# Exercise directions:
Your answer is a copy of every line in the records where "wheel" appears.

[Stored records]
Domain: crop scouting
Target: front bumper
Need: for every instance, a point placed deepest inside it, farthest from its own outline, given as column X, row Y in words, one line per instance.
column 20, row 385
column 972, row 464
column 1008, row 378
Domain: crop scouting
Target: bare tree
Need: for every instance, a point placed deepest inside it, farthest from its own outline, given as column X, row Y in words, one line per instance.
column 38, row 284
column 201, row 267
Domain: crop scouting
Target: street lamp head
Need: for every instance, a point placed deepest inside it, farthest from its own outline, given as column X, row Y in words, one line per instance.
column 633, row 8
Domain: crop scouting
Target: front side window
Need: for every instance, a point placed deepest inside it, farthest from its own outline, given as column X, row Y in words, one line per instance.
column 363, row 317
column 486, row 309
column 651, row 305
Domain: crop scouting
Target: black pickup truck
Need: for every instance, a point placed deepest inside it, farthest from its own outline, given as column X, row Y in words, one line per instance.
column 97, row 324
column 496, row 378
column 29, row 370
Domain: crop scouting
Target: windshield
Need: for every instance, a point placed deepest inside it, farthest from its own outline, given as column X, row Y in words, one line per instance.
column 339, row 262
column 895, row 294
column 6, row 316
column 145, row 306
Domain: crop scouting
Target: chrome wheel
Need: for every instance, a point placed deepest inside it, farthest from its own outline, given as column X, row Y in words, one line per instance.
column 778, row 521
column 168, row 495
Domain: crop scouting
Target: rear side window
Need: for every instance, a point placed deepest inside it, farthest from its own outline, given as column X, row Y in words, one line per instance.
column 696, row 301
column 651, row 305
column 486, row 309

--

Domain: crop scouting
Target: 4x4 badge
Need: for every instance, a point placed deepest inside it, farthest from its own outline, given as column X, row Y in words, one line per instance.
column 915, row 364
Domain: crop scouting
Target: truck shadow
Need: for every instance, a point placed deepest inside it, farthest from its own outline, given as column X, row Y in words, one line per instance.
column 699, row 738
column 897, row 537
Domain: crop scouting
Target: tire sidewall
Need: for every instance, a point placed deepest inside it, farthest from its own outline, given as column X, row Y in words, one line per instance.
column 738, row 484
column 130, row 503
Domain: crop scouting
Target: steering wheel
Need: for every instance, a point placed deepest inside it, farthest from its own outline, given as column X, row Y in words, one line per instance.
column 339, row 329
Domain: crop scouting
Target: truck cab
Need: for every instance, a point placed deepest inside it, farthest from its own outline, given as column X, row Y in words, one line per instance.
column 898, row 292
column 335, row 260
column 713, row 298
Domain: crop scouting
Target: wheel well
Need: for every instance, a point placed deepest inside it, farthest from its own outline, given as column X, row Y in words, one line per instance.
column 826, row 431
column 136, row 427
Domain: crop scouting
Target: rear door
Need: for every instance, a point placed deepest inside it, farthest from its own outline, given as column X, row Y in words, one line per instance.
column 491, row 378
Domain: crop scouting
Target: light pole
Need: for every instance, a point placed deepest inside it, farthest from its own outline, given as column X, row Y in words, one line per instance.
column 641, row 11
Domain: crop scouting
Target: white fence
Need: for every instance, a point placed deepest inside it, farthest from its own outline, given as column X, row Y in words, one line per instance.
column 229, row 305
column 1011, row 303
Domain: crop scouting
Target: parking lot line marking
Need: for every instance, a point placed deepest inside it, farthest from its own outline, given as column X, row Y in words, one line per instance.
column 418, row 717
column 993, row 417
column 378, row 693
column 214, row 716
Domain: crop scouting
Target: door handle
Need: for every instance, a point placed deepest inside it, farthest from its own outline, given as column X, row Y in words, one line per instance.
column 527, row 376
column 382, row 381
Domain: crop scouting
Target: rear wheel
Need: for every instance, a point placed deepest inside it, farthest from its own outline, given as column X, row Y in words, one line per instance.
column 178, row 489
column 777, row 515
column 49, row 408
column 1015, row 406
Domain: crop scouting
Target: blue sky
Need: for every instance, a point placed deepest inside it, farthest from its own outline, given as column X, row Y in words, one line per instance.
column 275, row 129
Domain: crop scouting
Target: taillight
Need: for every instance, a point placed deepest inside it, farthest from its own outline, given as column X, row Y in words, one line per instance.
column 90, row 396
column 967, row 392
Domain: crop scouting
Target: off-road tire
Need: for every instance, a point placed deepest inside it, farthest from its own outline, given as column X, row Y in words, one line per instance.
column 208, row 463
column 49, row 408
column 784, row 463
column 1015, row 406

# Exercise result:
Target: chrome wheel
Target: steering wheel
Target: wheel well
Target: rear wheel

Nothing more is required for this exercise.